#### Görev 1
Kayıtlarda "the car taillight" ifadesinin geçtiği satırdan kayıtların sonuna kadar uzanan satırları, iki uç da dahil olmak üzere, "point_to" yerine "place_marker" koyarak güncelleyin. Geri kalan hiçbir şeyi değiştirmeyin.

#### Okuma metni
..............................

TÜSİAD’dan sert çıkış: Güven bunalımı yaşıyoruz
İstanbul’da düzenlenen Türk Sanayicileri ve İş İnsanları Derneği (TÜSİAD) Genel Kurul toplantısında yapılan sunum ve konuşmalarda Türkiye’de gündeme damgasını vuran gelişmeler hakkında sert mesajlar verildi.
Genel kurulda paylaşılan sunumun, “Politik hayatta olağanüstü olaylar” başlıklı slaytında politikacılara, iş insanlarına ve gazetecilere yönelik yargı süreçlerine “Sorgulanıyor, Tutuklanıyor”, Türk Silahlı Kuvvetleri’nden ihraç edilen teğmenlere de “Ordudan ihraç ediliyor” ifadeleriyle dikkat çekildi.
TÜSİAD yönetimi, Hazine ve Maliye Bakanı Mehmet Şimşek’in programına destek verirken hem kamu harcamalarında tasarrufa gidilmediğinin, ayrıca iş dünyanın yaşadığı rekabet sorunları nedeniyle ihracat pazarlarının daralma ve istihdam kapasitesinin de azalma tehdidi ile karşı karşıya kaldığının altını çizdi.
“Hata, suistimal ve kayırmacılık çok yaygın”
TÜSİAD Başkanı Orhan Turan da genel kurul toplantısında yaptığı konuşmada son dönemde artan kayyum uygulamalarına, gözaltı ve tutuklamalara sert eleştiriler yöneltti.
Depremlerde, yangınlarda, iş kazalarında çok sayıda vatandaşın hayatını kaybettiğine dikkat çeken ve bunun “hata, suistimal ve kayırmacılığın çok yaygın olduğunu” ortaya koyduğunu söyleyen Turan, eleştirel ifadelere ve habercilik faaliyetlerine açılan soruşturmaların da çok sıklaştığını belirtti.

..............................

#### Alıştırma verileri
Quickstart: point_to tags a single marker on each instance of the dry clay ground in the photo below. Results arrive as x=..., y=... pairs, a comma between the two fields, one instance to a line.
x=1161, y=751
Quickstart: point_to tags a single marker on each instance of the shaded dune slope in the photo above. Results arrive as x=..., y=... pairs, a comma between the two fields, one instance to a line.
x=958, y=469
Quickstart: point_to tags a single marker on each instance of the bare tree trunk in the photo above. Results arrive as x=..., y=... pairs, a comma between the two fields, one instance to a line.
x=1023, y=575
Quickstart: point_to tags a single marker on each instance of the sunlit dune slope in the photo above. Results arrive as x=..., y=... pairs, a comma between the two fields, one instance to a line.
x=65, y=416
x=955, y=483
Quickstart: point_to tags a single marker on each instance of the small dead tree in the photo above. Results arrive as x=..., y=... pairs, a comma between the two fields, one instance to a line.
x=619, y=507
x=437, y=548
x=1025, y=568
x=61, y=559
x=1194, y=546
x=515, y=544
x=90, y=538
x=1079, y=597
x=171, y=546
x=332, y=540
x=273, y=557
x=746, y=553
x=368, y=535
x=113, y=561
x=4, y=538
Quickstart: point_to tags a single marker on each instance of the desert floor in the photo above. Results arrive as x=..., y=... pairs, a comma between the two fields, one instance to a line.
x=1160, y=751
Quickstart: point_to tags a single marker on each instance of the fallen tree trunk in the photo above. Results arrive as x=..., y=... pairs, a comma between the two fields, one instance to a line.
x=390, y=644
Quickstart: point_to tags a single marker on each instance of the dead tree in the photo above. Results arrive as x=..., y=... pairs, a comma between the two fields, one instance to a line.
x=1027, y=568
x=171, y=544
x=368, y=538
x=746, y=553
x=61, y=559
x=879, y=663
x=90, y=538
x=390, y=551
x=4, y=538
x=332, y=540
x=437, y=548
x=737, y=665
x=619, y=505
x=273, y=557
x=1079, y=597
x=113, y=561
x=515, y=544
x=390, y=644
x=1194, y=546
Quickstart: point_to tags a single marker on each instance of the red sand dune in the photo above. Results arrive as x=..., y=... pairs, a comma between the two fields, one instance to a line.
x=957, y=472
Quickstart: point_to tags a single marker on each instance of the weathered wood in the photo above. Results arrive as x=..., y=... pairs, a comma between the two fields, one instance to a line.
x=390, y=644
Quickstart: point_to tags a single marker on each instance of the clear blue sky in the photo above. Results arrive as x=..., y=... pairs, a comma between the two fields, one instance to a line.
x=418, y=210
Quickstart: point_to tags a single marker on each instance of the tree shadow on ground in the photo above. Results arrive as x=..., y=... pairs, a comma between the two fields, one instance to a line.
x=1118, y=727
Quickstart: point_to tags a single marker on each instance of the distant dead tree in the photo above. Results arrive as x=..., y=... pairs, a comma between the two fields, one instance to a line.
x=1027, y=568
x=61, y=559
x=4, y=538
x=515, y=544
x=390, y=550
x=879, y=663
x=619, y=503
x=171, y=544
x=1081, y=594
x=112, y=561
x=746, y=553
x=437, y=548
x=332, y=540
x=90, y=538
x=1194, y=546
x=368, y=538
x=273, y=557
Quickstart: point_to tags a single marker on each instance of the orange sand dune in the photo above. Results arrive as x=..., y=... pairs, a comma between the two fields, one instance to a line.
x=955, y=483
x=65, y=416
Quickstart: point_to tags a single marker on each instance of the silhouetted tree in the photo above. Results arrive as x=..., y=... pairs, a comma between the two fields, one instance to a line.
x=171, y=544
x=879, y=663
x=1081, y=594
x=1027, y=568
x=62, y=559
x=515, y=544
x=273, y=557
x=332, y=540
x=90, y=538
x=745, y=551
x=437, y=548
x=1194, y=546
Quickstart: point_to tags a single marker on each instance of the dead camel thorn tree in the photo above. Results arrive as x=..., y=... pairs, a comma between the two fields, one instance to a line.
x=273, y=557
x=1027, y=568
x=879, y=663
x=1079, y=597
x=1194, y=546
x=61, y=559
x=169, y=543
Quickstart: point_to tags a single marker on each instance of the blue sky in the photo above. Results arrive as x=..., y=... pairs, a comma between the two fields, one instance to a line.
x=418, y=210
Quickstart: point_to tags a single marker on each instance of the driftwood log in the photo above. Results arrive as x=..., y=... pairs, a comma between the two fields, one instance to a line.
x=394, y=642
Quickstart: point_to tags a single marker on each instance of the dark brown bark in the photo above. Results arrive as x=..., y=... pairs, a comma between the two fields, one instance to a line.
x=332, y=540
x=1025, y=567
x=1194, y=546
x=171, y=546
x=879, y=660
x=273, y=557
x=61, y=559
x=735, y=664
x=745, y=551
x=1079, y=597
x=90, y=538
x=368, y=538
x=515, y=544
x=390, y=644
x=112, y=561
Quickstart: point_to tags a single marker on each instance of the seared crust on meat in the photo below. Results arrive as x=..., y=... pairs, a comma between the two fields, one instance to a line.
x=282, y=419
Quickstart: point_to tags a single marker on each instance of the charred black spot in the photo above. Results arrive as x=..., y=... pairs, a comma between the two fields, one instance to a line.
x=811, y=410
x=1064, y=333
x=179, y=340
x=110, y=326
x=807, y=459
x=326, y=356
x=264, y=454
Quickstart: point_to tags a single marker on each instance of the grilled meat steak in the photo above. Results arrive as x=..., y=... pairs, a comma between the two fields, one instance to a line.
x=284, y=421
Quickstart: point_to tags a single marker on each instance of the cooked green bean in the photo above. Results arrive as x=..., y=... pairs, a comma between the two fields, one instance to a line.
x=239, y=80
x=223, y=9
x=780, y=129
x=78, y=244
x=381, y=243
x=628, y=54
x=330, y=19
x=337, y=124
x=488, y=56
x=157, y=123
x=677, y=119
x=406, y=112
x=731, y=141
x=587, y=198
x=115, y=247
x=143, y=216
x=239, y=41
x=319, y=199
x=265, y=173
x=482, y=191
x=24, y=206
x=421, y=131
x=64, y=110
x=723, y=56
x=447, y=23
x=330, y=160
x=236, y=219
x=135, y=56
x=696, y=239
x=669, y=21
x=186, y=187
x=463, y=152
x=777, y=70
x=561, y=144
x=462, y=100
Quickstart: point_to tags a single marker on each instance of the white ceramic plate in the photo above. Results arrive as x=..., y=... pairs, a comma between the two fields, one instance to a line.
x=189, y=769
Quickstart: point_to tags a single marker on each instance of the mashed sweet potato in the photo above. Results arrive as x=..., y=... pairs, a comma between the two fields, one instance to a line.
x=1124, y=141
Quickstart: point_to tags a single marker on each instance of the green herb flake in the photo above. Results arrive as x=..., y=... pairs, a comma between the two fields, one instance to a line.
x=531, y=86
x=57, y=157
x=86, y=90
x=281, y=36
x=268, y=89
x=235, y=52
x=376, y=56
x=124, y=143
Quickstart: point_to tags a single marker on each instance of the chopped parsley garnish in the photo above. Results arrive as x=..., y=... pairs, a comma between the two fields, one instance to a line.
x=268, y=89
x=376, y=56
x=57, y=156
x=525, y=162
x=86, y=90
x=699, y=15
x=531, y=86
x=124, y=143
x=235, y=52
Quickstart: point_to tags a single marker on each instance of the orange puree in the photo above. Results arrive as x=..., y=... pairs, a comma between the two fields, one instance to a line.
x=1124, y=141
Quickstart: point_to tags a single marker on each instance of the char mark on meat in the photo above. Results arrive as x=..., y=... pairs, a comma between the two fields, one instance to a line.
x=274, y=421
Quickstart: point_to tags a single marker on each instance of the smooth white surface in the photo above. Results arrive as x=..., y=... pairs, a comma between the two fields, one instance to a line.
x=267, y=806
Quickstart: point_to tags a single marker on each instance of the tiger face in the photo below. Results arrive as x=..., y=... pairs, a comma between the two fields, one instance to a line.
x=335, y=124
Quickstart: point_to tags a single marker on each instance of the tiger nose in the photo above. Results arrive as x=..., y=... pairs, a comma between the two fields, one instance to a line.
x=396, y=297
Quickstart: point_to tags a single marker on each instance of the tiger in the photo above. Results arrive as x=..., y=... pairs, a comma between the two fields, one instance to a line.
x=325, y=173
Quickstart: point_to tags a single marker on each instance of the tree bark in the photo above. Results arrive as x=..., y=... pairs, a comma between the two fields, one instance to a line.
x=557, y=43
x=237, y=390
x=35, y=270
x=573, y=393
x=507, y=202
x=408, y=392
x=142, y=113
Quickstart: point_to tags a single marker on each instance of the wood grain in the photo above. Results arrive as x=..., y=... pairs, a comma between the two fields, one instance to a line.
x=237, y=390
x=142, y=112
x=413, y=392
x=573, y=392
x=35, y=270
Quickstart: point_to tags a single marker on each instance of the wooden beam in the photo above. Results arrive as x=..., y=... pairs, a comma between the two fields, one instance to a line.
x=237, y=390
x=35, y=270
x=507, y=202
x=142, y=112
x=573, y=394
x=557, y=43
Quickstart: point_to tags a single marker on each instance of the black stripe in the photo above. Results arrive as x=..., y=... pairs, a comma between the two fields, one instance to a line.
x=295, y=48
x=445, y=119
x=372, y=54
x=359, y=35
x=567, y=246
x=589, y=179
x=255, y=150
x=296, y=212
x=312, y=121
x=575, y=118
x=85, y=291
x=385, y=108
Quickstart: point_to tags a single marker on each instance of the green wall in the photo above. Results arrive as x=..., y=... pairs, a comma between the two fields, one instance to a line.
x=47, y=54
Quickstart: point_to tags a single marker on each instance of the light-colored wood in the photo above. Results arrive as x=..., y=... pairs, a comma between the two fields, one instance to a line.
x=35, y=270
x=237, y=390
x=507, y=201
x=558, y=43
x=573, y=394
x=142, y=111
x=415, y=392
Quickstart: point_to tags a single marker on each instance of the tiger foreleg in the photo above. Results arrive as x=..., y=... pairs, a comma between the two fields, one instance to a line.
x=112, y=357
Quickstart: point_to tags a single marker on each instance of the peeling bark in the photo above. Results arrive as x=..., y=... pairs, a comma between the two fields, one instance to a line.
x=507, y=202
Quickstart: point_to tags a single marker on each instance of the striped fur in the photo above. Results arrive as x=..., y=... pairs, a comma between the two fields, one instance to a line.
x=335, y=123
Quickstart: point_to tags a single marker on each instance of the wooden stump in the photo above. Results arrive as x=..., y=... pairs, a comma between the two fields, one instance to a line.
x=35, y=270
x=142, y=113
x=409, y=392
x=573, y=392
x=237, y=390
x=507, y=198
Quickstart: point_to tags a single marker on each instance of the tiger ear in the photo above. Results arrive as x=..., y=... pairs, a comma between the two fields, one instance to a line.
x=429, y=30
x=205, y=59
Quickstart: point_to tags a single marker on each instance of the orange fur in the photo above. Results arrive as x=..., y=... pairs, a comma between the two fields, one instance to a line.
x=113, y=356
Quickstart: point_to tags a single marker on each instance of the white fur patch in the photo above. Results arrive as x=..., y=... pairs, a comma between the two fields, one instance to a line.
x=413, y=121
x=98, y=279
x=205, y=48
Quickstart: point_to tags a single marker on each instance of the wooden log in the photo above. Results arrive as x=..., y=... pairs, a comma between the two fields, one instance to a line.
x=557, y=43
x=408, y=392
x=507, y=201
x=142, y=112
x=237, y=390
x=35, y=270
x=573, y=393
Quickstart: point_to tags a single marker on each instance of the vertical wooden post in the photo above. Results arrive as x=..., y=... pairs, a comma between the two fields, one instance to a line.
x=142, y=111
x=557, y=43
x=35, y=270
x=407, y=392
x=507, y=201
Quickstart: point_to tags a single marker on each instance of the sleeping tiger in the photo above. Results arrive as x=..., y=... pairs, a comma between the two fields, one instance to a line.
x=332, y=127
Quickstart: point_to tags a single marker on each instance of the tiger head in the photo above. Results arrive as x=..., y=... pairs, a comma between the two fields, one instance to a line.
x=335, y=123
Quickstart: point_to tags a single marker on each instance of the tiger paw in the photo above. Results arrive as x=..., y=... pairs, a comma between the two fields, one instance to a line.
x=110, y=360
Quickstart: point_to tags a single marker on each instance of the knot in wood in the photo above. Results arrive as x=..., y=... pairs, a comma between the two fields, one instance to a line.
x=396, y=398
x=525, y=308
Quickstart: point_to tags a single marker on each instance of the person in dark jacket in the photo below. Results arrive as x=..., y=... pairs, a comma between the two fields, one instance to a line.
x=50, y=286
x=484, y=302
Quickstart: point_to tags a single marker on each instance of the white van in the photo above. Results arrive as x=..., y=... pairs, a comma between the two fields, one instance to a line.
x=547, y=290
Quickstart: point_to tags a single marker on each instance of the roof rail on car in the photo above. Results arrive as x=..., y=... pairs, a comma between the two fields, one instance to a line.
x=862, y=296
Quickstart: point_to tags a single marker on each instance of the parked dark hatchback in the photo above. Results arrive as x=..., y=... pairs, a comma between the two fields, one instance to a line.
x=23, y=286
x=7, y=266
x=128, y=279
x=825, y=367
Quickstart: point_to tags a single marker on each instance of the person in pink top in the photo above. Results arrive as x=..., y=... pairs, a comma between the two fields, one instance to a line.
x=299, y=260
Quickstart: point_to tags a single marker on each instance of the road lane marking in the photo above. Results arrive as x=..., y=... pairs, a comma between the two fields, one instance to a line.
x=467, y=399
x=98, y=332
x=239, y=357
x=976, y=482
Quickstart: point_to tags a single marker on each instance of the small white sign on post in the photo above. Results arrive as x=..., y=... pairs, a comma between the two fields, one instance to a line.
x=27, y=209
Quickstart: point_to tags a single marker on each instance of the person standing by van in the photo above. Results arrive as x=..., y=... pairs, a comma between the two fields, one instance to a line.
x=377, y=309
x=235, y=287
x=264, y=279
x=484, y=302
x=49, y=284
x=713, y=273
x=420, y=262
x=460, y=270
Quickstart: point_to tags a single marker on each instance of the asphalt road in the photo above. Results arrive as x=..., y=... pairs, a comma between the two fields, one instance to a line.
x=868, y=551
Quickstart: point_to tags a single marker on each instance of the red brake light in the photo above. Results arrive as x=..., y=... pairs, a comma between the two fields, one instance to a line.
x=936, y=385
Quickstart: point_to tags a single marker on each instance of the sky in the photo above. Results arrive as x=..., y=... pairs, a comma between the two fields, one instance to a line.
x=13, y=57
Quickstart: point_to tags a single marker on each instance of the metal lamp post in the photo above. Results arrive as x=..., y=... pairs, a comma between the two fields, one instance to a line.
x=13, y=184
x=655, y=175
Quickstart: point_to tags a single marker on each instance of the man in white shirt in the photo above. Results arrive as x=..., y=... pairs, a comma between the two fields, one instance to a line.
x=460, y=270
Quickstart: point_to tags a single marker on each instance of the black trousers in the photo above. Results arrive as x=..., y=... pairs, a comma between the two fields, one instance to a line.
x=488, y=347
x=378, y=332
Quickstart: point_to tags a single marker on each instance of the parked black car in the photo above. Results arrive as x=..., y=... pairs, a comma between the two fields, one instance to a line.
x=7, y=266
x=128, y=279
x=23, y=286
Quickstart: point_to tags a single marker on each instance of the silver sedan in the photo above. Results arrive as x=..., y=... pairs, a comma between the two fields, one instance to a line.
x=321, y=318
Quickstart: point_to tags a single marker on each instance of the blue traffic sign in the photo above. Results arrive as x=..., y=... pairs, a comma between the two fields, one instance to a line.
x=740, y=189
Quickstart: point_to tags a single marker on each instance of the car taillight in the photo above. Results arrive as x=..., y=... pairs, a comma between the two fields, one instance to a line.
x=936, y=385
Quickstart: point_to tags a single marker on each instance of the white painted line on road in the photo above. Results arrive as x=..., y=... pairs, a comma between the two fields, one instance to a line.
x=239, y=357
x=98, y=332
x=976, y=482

..............................

#### Görev 2
Okuma metnine göre TÜSİAD Başkanı kimdir?

#### Nihai cevap 1
Quickstart: place_marker tags a single marker on each instance of the car taillight in the photo above. Results arrive as x=..., y=... pairs, a comma between the two fields, one instance to a line.
x=936, y=385
Quickstart: place_marker tags a single marker on each instance of the white painted line on road in the photo above. Results arrive as x=..., y=... pairs, a comma between the two fields, one instance to a line.
x=239, y=357
x=98, y=332
x=976, y=482

#### Nihai cevap 2
Orhan Turan.